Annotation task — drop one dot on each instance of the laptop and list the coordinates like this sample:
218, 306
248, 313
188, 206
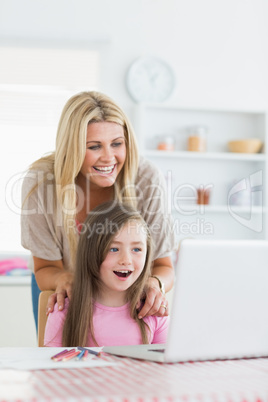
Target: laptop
219, 306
======
- _What is asked_: Arrange every line of the material above as a numbered list, skipping blank lines and leaving out the picture.

- _The solution_:
1. Annotation task — drop one dot on each instance of the laptop and list the coordinates like this sample:
2. 218, 306
3. 248, 313
4. 188, 206
5. Target: laptop
6. 219, 306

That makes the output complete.